Text excerpt —
________________________________________

Now that is a good question. Favourite would probably be the IDOC cockpit WLF_IDOC, which I think was introduced in ECC6 enhancement pack 6. I like it so much, I wrote a blog about it – link here. I have a soft spot for IDOCs. I know the technology is relatively old now, but the mechanical nature of it really appeals to me. It’s logical and interesting.
On a more macro level, the best innovation in SAP for many years in my opinion is Fiori. It has had its teething problems in the early years, especially regarding performance, but it has come out of the other side stronger, leaner and more flexible than ever. It’s no understatement to say that it completely redefines the user experience in SAP, with a role-based approach to pushing out relevant work to users rather than them having to go ahead and find it. The analytical apps are especially interesting, with an “insight to action” approach to presenting embedded analytics to users in a way in which they can drill down to take action to resolve issues.

________________________________________

Work instruction A — In the SAP excerpt, write out the passage between "On a more macro" and "to resolve issues.", inclusive, using "the new interface" in place of "Fiori".
Work instruction B —
Answer these questions from the SAP excerpt:
(i) What is the name of the IDOC cockpit?
(ii) In which release does the writer think the IDOC cockpit was introduced?
(iii) What approach do the analytical apps use for presenting embedded analytics?
The lines that follow are separate material and are not part of the SAP excerpt.

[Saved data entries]
________________________________________

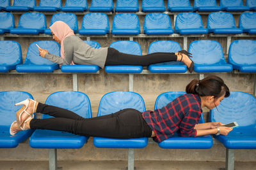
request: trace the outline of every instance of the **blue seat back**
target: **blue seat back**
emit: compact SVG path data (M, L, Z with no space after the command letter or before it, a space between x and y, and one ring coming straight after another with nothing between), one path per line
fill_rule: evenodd
M75 14L72 13L56 13L52 15L50 26L58 20L61 20L66 23L75 33L77 32L77 19Z
M214 12L208 16L209 29L220 28L236 28L233 15L228 12Z
M9 29L14 28L14 18L12 13L8 12L0 13L0 29Z
M109 30L107 15L103 13L89 13L83 18L81 29L100 29Z
M241 66L256 65L255 53L256 40L235 40L229 47L228 62Z
M195 64L209 65L226 64L221 45L214 40L196 40L191 42L189 52Z
M109 115L125 108L145 111L144 100L138 93L113 92L105 94L99 106L98 117Z
M141 49L138 43L132 41L118 41L113 42L109 47L120 52L141 55Z
M22 62L21 48L17 42L0 41L0 66L15 66Z
M25 13L20 16L17 28L45 29L45 16L42 13Z
M72 111L84 118L92 117L91 104L89 97L84 93L74 91L62 91L51 94L45 104ZM51 117L43 115L42 118Z
M40 48L47 49L53 55L60 56L60 45L53 41L39 41L30 44L24 64L55 65L56 64L39 55L37 44Z
M199 14L195 13L178 14L175 21L175 30L196 28L204 28L203 22Z

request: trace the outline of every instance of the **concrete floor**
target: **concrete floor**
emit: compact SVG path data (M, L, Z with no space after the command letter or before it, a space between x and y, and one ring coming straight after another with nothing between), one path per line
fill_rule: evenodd
M125 161L58 161L58 170L125 170ZM135 161L137 170L224 170L224 162L191 162L191 161ZM1 170L45 170L49 169L45 161L0 161ZM236 170L256 169L256 162L236 162Z

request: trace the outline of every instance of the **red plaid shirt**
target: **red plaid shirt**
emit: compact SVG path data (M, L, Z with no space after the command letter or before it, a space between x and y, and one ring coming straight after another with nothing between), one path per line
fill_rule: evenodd
M166 106L142 115L156 134L153 139L161 142L179 132L181 136L196 137L195 125L199 122L202 110L199 96L182 95Z

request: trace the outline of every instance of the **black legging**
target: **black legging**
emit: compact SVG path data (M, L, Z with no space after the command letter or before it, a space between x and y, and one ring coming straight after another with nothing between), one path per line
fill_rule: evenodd
M71 111L39 103L36 112L54 118L32 119L29 124L32 129L120 139L149 138L152 132L141 113L134 109L125 109L105 116L84 118Z
M113 48L108 48L105 66L135 65L148 66L150 64L177 61L174 53L157 52L145 55L121 53Z

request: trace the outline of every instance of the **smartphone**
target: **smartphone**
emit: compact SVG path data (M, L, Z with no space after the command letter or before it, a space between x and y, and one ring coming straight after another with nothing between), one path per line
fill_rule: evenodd
M228 124L226 124L226 125L223 125L223 126L234 128L234 127L237 127L238 126L238 124L237 122L232 122L232 123Z

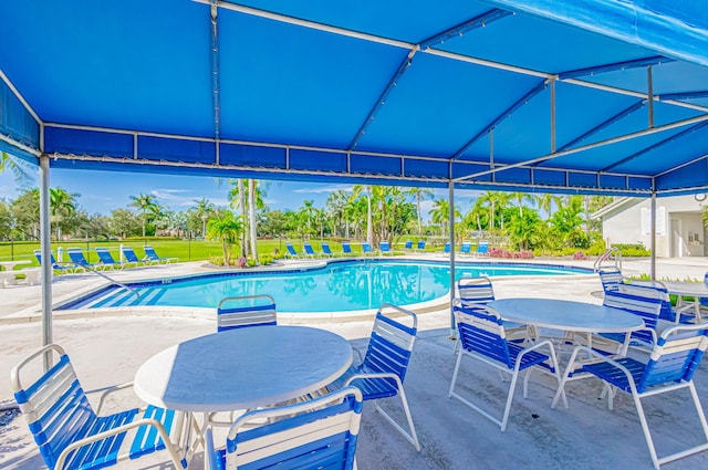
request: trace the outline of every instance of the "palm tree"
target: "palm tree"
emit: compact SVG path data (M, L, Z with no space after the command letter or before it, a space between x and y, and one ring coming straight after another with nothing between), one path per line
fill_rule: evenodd
M150 195L131 196L131 202L128 206L136 208L140 212L143 219L143 239L145 239L145 226L147 224L148 217L150 215L156 216L160 213L160 207Z
M62 221L76 213L74 202L77 195L69 194L62 188L49 189L49 205L53 221L56 223L56 240L62 238Z
M416 199L416 208L418 209L418 237L423 234L423 223L420 216L420 201L433 197L433 189L430 188L410 188L405 191L406 195L413 196Z
M231 261L229 248L232 243L237 242L243 231L241 220L238 217L233 217L231 211L223 210L209 219L207 227L207 236L210 239L218 239L221 241L223 265L229 265Z
M214 213L214 210L216 209L216 207L207 198L195 200L195 202L197 202L197 206L195 206L195 212L197 217L201 219L201 237L206 237L207 220L209 220L209 216Z

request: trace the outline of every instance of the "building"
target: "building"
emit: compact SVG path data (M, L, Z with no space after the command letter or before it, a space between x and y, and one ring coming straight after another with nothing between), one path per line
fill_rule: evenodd
M658 258L706 257L705 194L656 199L656 255ZM620 198L593 215L602 220L603 238L610 244L652 246L652 200Z

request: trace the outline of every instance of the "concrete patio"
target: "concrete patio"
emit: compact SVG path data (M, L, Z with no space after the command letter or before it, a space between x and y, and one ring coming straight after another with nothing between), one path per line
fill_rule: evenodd
M554 263L556 261L538 260ZM558 263L561 263L560 261ZM592 262L563 264L592 265ZM124 271L121 280L153 275L178 275L201 270L198 263L180 263L166 268ZM648 273L648 260L625 260L623 271L633 275ZM659 260L659 279L702 279L708 259ZM140 272L142 271L142 272ZM88 285L96 285L95 276L86 274L59 279L54 282L54 299L71 295ZM579 278L508 278L494 280L498 299L512 296L549 296L600 303L591 295L600 290L595 275ZM0 400L11 397L11 367L41 345L41 323L29 321L37 313L40 289L12 288L0 292L3 310L0 313ZM54 322L55 342L63 345L76 367L86 389L116 385L133 379L139 365L155 353L180 341L215 331L212 318L178 315L129 315L62 318ZM341 334L356 345L365 345L371 321L313 322ZM447 391L455 366L452 342L449 340L449 311L440 310L419 315L420 333L406 376L406 393L423 446L416 452L394 429L366 406L357 448L358 468L367 469L650 469L652 460L644 441L634 404L629 396L617 395L615 410L608 411L600 400L597 380L571 383L568 386L570 408L551 409L555 383L543 375L534 375L529 398L518 394L511 408L507 432L477 415ZM704 362L696 374L696 386L708 406L708 364ZM464 362L460 393L476 403L499 410L506 398L508 383L486 366ZM132 390L119 394L112 407L125 408L137 404ZM371 405L371 404L368 404ZM403 418L399 401L391 400L387 409ZM659 455L675 451L701 439L700 427L687 390L668 394L645 401L649 426ZM165 455L157 455L117 468L163 469ZM200 468L197 456L195 468ZM0 421L0 468L35 469L43 462L24 420L15 417L7 425ZM664 466L666 469L708 468L708 452Z

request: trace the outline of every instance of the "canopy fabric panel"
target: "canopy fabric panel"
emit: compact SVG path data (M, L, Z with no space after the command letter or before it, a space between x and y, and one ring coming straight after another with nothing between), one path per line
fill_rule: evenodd
M0 148L63 168L705 190L696 3L2 2Z

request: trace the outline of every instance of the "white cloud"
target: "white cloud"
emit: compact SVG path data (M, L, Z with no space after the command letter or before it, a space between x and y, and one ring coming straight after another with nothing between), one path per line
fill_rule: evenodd
M324 192L334 192L339 190L351 191L352 188L353 188L353 185L330 185L330 186L320 186L314 188L300 188L300 189L293 190L293 192L320 195Z

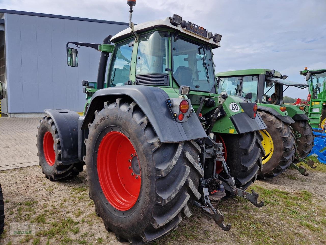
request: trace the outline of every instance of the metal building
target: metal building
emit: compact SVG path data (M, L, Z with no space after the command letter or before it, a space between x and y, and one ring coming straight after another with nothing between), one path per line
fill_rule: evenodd
M39 116L45 109L82 111L81 81L96 81L100 52L81 47L78 67L70 67L66 43L101 43L128 25L0 9L1 112L13 117Z

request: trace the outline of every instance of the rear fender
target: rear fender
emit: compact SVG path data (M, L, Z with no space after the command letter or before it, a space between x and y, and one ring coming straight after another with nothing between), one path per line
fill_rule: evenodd
M176 122L167 102L169 96L164 90L139 85L103 89L96 92L92 97L81 129L88 129L88 123L94 120L94 111L101 110L105 102L113 103L121 97L130 98L137 103L147 117L161 142L180 142L207 137L195 113L193 113L187 122Z
M295 121L289 116L283 116L273 108L267 106L258 106L258 111L267 111L286 123L294 123Z
M53 120L60 139L63 165L80 161L78 159L78 121L79 115L68 110L45 110Z

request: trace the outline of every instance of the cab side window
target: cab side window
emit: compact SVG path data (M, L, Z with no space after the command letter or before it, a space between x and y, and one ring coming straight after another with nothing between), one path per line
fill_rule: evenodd
M258 76L244 76L242 79L242 92L240 95L244 97L248 93L252 93L252 99L250 102L257 102L257 91L258 89Z
M132 54L132 40L115 45L111 61L108 81L110 87L125 85L130 77L130 65Z

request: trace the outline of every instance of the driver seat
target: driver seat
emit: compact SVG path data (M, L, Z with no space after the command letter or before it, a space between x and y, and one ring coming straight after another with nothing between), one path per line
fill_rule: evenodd
M192 81L192 70L186 66L180 66L177 68L173 76L179 85L191 87Z

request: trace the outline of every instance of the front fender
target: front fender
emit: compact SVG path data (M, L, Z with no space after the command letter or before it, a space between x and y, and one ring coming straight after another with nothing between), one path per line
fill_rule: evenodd
M94 111L103 108L104 103L114 102L117 98L129 97L133 100L146 115L161 142L176 142L207 137L195 114L186 122L174 120L169 108L167 93L159 88L142 85L128 85L102 89L92 97L82 129L94 118Z
M60 139L62 164L70 165L80 162L78 156L79 115L68 110L44 110L44 112L55 124Z

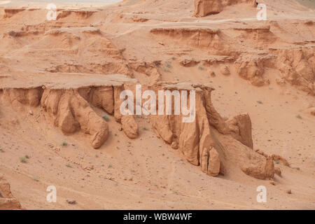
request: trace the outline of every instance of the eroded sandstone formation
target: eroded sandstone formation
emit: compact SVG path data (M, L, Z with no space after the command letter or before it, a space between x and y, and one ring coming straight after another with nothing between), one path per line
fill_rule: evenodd
M246 3L256 6L255 0L195 0L195 17L204 17L220 13L225 7L232 4Z
M46 112L47 120L63 134L71 134L80 130L90 135L91 146L99 148L108 138L108 125L93 107L100 108L110 115L114 113L115 118L119 118L117 120L122 123L128 137L134 139L138 135L137 124L133 116L125 117L119 110L120 102L122 101L120 93L123 90L123 83L76 88L43 85L4 88L2 99L16 108L40 106Z
M0 176L0 210L22 209L20 202L12 195L10 183Z

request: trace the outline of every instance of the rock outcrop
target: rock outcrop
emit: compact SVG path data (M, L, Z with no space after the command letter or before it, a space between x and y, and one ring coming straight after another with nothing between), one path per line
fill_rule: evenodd
M204 17L208 15L217 14L222 12L225 7L240 3L250 4L256 6L255 0L195 0L195 17Z
M0 210L22 209L20 202L13 197L10 183L0 176Z
M227 161L232 161L245 174L255 178L272 176L273 162L252 150L251 122L248 114L225 121L214 108L211 101L214 89L207 85L158 85L157 90L196 91L195 119L192 122L182 122L183 115L150 116L152 125L160 137L172 146L178 146L189 162L200 166L202 172L214 176L226 173Z
M122 99L122 91L130 90L130 94L136 96L136 83L135 80L122 77L102 78L104 83L98 85L50 83L29 88L4 88L2 99L18 108L41 106L46 119L64 134L82 131L90 136L91 146L99 148L107 139L109 130L106 121L95 112L94 107L113 114L129 138L136 138L139 134L134 116L122 114L120 108L126 99ZM122 81L118 81L119 78ZM163 115L160 113L150 115L150 123L167 144L178 149L189 162L200 166L203 172L213 176L226 174L232 169L230 164L235 164L245 174L255 178L264 179L272 176L274 173L272 160L270 161L253 150L249 115L238 115L230 120L222 118L211 102L211 94L214 89L209 85L159 82L150 87L143 85L142 91L145 89L153 90L157 96L161 90L171 95L173 92L181 96L186 94L186 113L176 114L176 101L171 99L171 105L167 105L168 100L164 99ZM181 98L183 112L185 102ZM155 102L155 106L153 103L150 107L153 106L158 111L162 106L159 101ZM141 105L137 105L134 99L131 102L134 104L134 112L137 106L144 108L144 104L146 103L142 101ZM169 113L169 111L167 113L167 106L171 106L173 113Z

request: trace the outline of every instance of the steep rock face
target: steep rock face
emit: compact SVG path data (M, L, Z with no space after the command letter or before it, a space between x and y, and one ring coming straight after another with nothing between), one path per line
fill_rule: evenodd
M126 135L130 139L136 139L138 136L138 125L132 115L122 116L121 125Z
M138 125L133 115L123 115L120 111L120 105L126 99L120 98L121 93L130 90L135 96L135 83L125 83L73 88L40 86L4 89L2 99L20 107L36 106L40 104L46 111L45 118L64 134L81 130L91 136L92 146L98 148L108 137L108 126L95 113L94 107L113 113L129 138L138 136ZM245 174L255 178L264 179L272 176L274 172L272 160L270 161L252 150L249 115L239 115L227 120L223 119L212 104L211 93L214 89L211 86L160 82L150 86L150 90L157 96L160 90L169 91L171 94L174 90L178 90L180 95L184 92L187 93L188 115L175 115L173 100L170 102L173 113L168 115L167 100L164 100L164 115L150 115L150 119L161 138L172 148L178 149L189 162L200 166L203 172L214 176L228 174L230 169L232 169L230 164L235 164ZM158 102L157 111L161 106ZM194 111L189 111L190 106L195 106ZM134 108L136 109L134 101ZM189 115L194 119L183 122Z
M0 176L0 210L22 209L20 202L13 197L10 184Z
M107 139L108 126L77 90L45 90L41 106L52 115L54 123L65 134L80 128L91 135L91 145L99 148Z
M108 138L108 125L93 107L113 113L128 137L134 139L138 136L138 125L133 116L122 116L120 111L123 102L120 94L123 90L123 84L75 88L45 86L10 88L3 90L2 99L20 108L40 105L46 112L46 118L62 133L71 134L80 130L90 135L91 146L99 148Z
M259 57L240 57L235 62L237 74L248 80L255 86L264 85L268 80L264 79L264 60Z
M251 120L248 114L238 115L227 121L230 134L244 145L253 148Z
M315 48L302 47L274 50L275 66L282 78L301 90L315 94Z
M249 176L262 179L272 176L274 172L273 162L252 150L249 115L239 115L225 122L211 103L212 88L186 84L162 83L156 87L181 92L186 90L196 91L195 119L192 122L182 122L182 115L150 116L152 125L161 138L172 146L178 146L189 162L200 166L202 171L209 175L224 174L227 169L224 163L232 161Z
M224 8L236 4L246 3L255 6L255 0L195 0L195 17L204 17L211 14L219 13Z

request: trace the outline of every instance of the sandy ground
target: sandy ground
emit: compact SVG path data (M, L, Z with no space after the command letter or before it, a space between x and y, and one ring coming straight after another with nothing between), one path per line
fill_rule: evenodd
M106 7L74 7L74 10L94 13L90 16L86 13L65 14L56 21L46 20L46 9L27 9L8 18L4 18L4 8L0 9L1 88L30 86L43 80L71 83L79 75L83 78L78 80L84 85L93 76L102 78L106 74L122 74L126 62L130 65L133 62L160 60L160 80L211 83L216 88L214 104L223 116L250 115L254 148L280 155L290 164L290 167L275 164L281 168L282 177L275 176L274 186L269 180L258 180L238 170L212 177L188 162L179 150L165 144L147 118L136 117L139 136L131 140L108 115L108 139L95 150L82 132L62 134L46 119L41 107L16 108L0 100L0 174L10 183L22 207L314 209L315 117L309 111L315 106L314 96L294 85L278 85L276 78L280 74L272 66L266 66L264 74L270 84L260 87L239 77L233 63L224 62L230 66L228 76L220 74L217 64L183 66L181 62L187 57L202 61L217 58L218 54L186 42L183 37L154 36L150 31L169 27L220 29L230 46L230 50L225 50L231 55L233 48L256 53L270 48L294 48L300 43L314 47L315 27L303 25L305 21L315 22L312 7L304 8L295 1L267 4L265 22L257 21L255 8L244 4L197 18L192 16L193 1L185 0L131 0ZM267 36L257 41L251 34L240 36L234 29L265 24L272 26L270 30L276 38ZM99 29L102 38L84 34L83 30L88 27ZM47 35L53 29L64 29L66 33L61 37ZM12 30L20 31L22 37L7 38L6 34ZM241 43L238 42L241 39ZM102 47L108 48L108 40L115 49L102 51ZM95 52L97 56L93 55ZM117 55L117 52L121 55ZM109 64L102 64L104 62L111 65L105 66ZM209 70L216 76L210 76ZM152 80L141 70L134 71L132 76L144 84ZM1 94L0 91L0 97ZM100 116L104 114L94 109ZM67 146L62 146L63 142ZM27 162L20 162L20 158L27 155ZM56 203L46 202L49 186L57 188ZM267 188L267 203L256 200L259 186ZM288 190L292 194L288 194ZM68 204L69 198L77 203Z

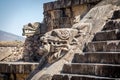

________________________________________

Answer A —
On a more macro level, the best innovation in SAP for many years in my opinion is the new interface. It has had its teething problems in the early years, especially regarding performance, but it has come out of the other side stronger, leaner and more flexible than ever. It’s no understatement to say that it completely redefines the user experience in SAP, with a role-based approach to pushing out relevant work to users rather than them having to go ahead and find it. The analytical apps are especially interesting, with an “insight to action” approach to presenting embedded analytics to users in a way in which they can drill down to take action to resolve issues.

Answer B —
(i) WLF_IDOC
(ii) ECC6 enhancement pack 6
(iii) An "insight to action" approach